_Problem description_
Format the following lines as a JSON list of strings, with one string per line and blank lines omitted.

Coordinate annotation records
>> start

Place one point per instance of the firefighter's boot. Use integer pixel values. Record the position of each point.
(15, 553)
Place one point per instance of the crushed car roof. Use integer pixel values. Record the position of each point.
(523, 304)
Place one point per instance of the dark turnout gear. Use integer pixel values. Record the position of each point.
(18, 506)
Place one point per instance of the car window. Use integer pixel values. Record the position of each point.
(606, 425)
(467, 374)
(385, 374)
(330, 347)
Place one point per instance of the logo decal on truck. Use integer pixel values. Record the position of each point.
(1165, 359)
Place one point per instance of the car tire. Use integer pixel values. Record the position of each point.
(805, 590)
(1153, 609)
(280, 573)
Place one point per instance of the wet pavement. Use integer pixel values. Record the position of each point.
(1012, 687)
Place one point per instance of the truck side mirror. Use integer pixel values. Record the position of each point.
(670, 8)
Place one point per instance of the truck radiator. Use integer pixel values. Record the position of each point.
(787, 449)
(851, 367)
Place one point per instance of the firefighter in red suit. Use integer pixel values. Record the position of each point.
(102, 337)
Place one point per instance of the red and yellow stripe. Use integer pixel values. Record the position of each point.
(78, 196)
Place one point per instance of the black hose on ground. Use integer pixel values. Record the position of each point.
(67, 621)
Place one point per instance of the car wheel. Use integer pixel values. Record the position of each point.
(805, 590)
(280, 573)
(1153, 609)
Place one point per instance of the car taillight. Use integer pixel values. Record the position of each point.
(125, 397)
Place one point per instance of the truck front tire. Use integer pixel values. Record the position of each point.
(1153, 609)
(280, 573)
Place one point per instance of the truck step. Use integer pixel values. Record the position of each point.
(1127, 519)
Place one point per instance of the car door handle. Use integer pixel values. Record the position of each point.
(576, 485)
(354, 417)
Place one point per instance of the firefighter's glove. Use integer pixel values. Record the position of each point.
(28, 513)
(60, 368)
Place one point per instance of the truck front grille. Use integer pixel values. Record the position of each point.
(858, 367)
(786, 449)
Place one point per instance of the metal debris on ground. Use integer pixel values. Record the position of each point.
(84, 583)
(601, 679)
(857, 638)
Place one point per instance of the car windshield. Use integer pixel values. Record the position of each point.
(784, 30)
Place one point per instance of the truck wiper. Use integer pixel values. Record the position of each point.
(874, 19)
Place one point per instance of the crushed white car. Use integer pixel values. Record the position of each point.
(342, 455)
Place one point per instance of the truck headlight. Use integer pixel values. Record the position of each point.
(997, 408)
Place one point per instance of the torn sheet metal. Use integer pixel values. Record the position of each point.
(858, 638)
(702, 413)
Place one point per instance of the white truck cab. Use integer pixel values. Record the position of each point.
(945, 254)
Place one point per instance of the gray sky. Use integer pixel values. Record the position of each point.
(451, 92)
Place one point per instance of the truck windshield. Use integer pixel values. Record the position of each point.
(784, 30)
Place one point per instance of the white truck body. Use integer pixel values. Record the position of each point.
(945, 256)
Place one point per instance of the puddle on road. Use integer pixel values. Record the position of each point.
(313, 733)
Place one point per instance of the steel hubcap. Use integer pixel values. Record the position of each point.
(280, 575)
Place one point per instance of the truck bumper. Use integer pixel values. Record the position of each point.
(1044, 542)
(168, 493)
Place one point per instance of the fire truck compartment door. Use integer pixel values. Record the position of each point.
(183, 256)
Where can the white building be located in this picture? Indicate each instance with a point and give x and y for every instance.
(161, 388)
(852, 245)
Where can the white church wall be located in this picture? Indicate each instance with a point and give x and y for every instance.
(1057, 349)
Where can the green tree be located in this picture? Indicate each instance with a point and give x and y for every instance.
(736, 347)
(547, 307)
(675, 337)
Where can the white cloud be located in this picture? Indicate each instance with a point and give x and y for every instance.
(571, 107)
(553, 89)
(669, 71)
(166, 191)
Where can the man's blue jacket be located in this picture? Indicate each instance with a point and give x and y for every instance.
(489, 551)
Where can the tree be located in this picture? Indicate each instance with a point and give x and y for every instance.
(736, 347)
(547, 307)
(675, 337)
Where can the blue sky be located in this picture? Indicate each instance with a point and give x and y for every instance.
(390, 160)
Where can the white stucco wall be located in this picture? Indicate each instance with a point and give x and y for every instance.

>> end

_Final result_
[
  "Place one point per instance of the firefighter's boot. Use integer pixel values. Record the position of each point.",
  "(15, 553)",
  "Place one point per instance of the crushed car roof. Use integer pixel values. Record the position of each point.",
  "(523, 304)",
  "Place one point per instance of the dark turnout gear. Use integer pixel values. Record the position of each point.",
  "(18, 506)",
  "Place one point per instance of the car window. Use integer pixel values. Record the position of each point.",
  "(606, 425)",
  "(467, 374)",
  "(385, 374)",
  "(330, 347)",
  "Place one point per instance of the logo decal on truck. Use integer pixel values. Record the position of each point.",
  "(1165, 359)",
  "Place one point per instance of the car tire. Use integer pixel values. Record the position of each point.",
  "(805, 590)",
  "(1153, 609)",
  "(280, 573)",
  "Place one point per instance of the wet pavement. Use integer pixel values. Record the position of each point.",
  "(1012, 687)",
  "Place one point per instance of the truck side mirror. Use integer pixel values. Record the position of each point.",
  "(670, 8)",
  "Place one point per instance of the truck radiator. Use integer pixel values. Record the position of each point.",
  "(787, 449)",
  "(851, 367)",
  "Place one point per instance of the firefighter in red suit. Use integer pixel values. Record the position of each point.",
  "(102, 337)",
  "Place one point per instance of the red and yellow stripe. Use integer pixel values. Record the position of each point.",
  "(78, 196)",
  "Place one point per instance of the black hose on ground. Use integer pixel values. Record the position of each point.",
  "(67, 621)",
  "Place one point per instance of the car wheel. Use integer pixel values. Record the position of each point.",
  "(805, 590)",
  "(280, 573)",
  "(1153, 609)",
  "Place one point per instance of the car taillight. Use integer pixel values. Record the position of each point.",
  "(125, 397)",
  "Place one point per instance of the truck front tire. Use integer pixel values. Record the position of each point.",
  "(1153, 609)",
  "(280, 573)",
  "Place one point per instance of the truck step. Use integer pixel values. Record the position of each point.",
  "(1127, 519)",
  "Place one point per instance of the car door handle. Use integer pixel values. Record the position of each point.",
  "(576, 485)",
  "(354, 417)",
  "Place one point per instance of the firefighter's glove. Use integer pixel values. Record the position of each point.",
  "(28, 513)",
  "(60, 368)",
  "Place one point per instance of the truck front grille. Use integer pixel values. Record the position of each point.",
  "(858, 367)",
  "(786, 449)",
  "Place one point per instance of the metal debris on ground. Use integer pixel values. Record the position of each point.",
  "(84, 583)",
  "(601, 679)",
  "(857, 638)",
  "Place one point per instance of the car windshield. Use integer pixel values. Record the position of each point.",
  "(784, 30)",
  "Place one point per instance of the truck wiper. Use integer pixel values. Record the position of each point.",
  "(874, 19)",
  "Place one point per instance of the crushed white car. Use integer pixel values. Record the position of each point.",
  "(342, 455)",
  "Place one point per instance of the truck headlight. Use integer pixel values. Record the position of each point.",
  "(997, 408)",
  "Place one point per instance of the torn sheet metal. Use integer pixel values. Record the position of each point.",
  "(858, 638)",
  "(702, 413)",
  "Place one point per instance of the white truck cab. Use integer pixel values. Record the position of each point.",
  "(945, 254)",
  "Place one point per instance of the gray sky. Use integer pixel values. Record the position of each point.",
  "(451, 92)",
  "Place one point per instance of the truck windshield. Use integer pixel values. Record the position of each point.",
  "(784, 30)",
  "Place one point per instance of the white truck body. Use integer pixel values. Record the position of each point.",
  "(945, 256)",
  "Place one point per instance of the puddle on road. Use integer pixel values. Record the position of each point.",
  "(313, 733)",
  "Place one point per instance of the steel hubcap. Use integer pixel values. Record the position of each point.",
  "(280, 575)",
  "Place one point per instance of the truck bumper. Use integer pixel values. Record the position of each point.",
  "(1044, 542)",
  "(168, 493)",
  "Place one point per instance of the fire truck compartment door. Use integer pixel values. Record the position of each point.",
  "(183, 256)",
  "Where can the white building be located in this picture? Indicate each instance with a point and give x and y for every instance.",
  "(161, 388)",
  "(852, 245)",
  "Where can the white church wall be located in this picture? Indicate each instance with a point and give x and y for every instance.",
  "(1057, 349)",
  "Where can the green tree be located in this picture? Indicate each instance with a point and give x and y for every instance.",
  "(736, 347)",
  "(547, 307)",
  "(675, 337)",
  "Where can the white cloud be located in this picture? Indicate each instance with a point and give x and y for every instance.",
  "(571, 107)",
  "(553, 89)",
  "(669, 71)",
  "(166, 191)",
  "Where can the man's blue jacket be located in this picture? Indicate each instance with a point and give x and y for every instance.",
  "(489, 551)",
  "Where can the tree be located in this picture? Indicate each instance with a point and give x and y for every instance.",
  "(736, 347)",
  "(547, 307)",
  "(675, 337)",
  "Where can the blue sky be located in this picture? Indicate each instance with a point and give x and y for every instance.",
  "(390, 160)",
  "Where can the white stucco wall be located in this picture? Indicate each instance with a point and give x and y for every instance."
]